◆ **阅读材料**:
CPP_第13周

A.三维坐标点的平移（运算符重载）

题目描述

定义一个三维点Point类，利用友元函数重载"++“和”–"运算符，并区分这两种运算符的前置和后置运算。

class point
{
	int x;
	int y;
	int z;
public:
	point(int X=0,int Y=0,int Z=0);
	{x=X;y=Y;z=Z;}
	friend point operator ++(point &a);
	friend point operator ++(point &,int);
	friend point operator --(point &);
	friend point operator --(point &,int);
	void show()
	{
		cout<<"x="<<x<<' '<<"y="<<y<<''<<"z="<<z<<endl;
	}
}

要求如下：
1.实现Point类；
2.编写main函数，初始化1个Point对象，将这个对象++或–后赋给另外一个对象，并输出计算后对象的坐标信息。

#include<iostream>
#include<cstring>
using namespace std;

class point 
{
protected:
	int x;
	int y;
	int z;
public:
	point(int X = 0, int Y = 0, int Z = 0)
	{
		x = X;
		y = Y;
		z = Z;
	}
	void set(int _x, int _y, int _z)
	{
		x = _x;
		y = _y;
		z = _z;
	}
	friend point operator++(point& a)
	{
		a.x++;
		a.y++;
		a.z++;
		return a;
	}
	friend point operator++(point& a, int x)
	{
		point p(a);
		a.x++;
		a.y++;
		a.z++;
		return p;
	}
	friend point operator--(point& a)
	{
		a.x--;
		a.y--;
		a.z--;
		return a;
	}
	friend point operator--(point& a, int x)
	{
		point p(a);
		a.x--;
		a.y--;
		a.z--;
		return p;
	}
	void show()
	{
		cout << "x=" << x << ' ' << "y=" << y << ' ' << "z=" << z << endl;
	}
};

int main()
{
	int x, y, z;
	cin >> x >> y >> z;
	point p1(x, y, z);
	point p2;
	p1++;
	p1.show();
	p1.set(x, y, z);
	p2 = p1;
	p2.show();
	p1.set(x, y, z);
	(++p1).show();
	p1.show();
	p1.set(x, y, z);
	p1--;
	p1.show();
	p1.set(x, y, z);
	p1.show();
	p1.set(x, y, z);
	(--p1).show();
	p1.show();


	return 0;
}

B.货币加减（运算符重载）

题目描述

定义CMoney类，包含元、角、分三个数据成员，友元函数重载‘+’、’-’，实现货币的加减运算（假设a-b中a的金额始终大于等于b的金额），重载输入及输出，实现货币的输入，输出。
读入最初的货币值，对其不断进行加、减操作，输出结果。
可根据需要，为CMoney类添加构造函数或其它成员函数。

◆ **任务说明**: 把运算符重载练习里的一段原样抄下来：从含有“B.货币加减（运算符重载）”的地方开始，抄到“可根据需要，为CMoney类添加构造函数或其它成员函数。”为止。 这些数据行和上面的运算符重载练习没有关系。

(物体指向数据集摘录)
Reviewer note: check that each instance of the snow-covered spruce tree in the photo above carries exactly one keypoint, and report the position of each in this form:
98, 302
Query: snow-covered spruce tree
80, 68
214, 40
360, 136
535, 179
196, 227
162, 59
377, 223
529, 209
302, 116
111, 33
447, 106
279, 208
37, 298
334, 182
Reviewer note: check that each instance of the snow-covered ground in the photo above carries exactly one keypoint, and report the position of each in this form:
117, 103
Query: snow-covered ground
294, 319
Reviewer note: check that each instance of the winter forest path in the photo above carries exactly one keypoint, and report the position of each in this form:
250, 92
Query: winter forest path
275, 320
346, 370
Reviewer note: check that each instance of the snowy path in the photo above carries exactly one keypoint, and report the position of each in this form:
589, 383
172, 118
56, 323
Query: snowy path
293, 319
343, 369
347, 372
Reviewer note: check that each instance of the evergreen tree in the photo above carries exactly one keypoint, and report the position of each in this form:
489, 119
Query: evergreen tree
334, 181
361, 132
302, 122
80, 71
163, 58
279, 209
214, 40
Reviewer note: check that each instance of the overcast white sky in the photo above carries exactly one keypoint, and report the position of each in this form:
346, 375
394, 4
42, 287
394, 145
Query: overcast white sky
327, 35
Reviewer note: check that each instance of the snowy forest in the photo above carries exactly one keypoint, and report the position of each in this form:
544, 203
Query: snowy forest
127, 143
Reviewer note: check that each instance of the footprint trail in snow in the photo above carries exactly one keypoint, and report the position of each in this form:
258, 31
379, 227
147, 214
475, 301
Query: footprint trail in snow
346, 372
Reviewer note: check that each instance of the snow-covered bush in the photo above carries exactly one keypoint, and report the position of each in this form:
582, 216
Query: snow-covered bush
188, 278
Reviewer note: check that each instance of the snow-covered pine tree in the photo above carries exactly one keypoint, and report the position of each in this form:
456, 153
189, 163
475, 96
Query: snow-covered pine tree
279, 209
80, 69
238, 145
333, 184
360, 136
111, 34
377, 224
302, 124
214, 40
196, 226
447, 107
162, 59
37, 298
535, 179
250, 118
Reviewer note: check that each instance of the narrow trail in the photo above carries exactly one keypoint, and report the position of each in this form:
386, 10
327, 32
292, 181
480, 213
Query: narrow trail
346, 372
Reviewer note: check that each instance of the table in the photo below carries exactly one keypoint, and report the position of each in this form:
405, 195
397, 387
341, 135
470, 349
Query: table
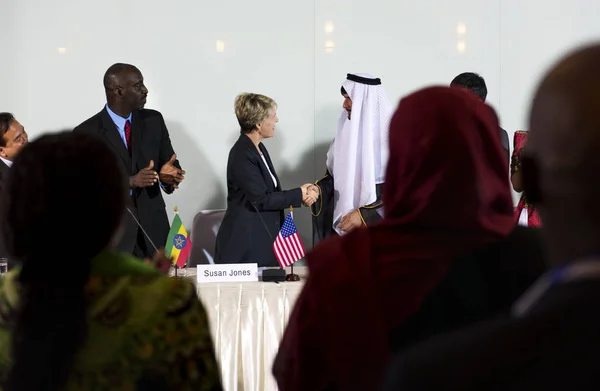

◆ **参考答案**:
B.货币加减（运算符重载）

题目描述

定义CMoney类，包含元、角、分三个数据成员，友元函数重载‘+’、’-’，实现货币的加减运算（假设a-b中a的金额始终大于等于b的金额），重载输入及输出，实现货币的输入，输出。
读入最初的货币值，对其不断进行加、减操作，输出结果。
可根据需要，为CMoney类添加构造函数或其它成员函数。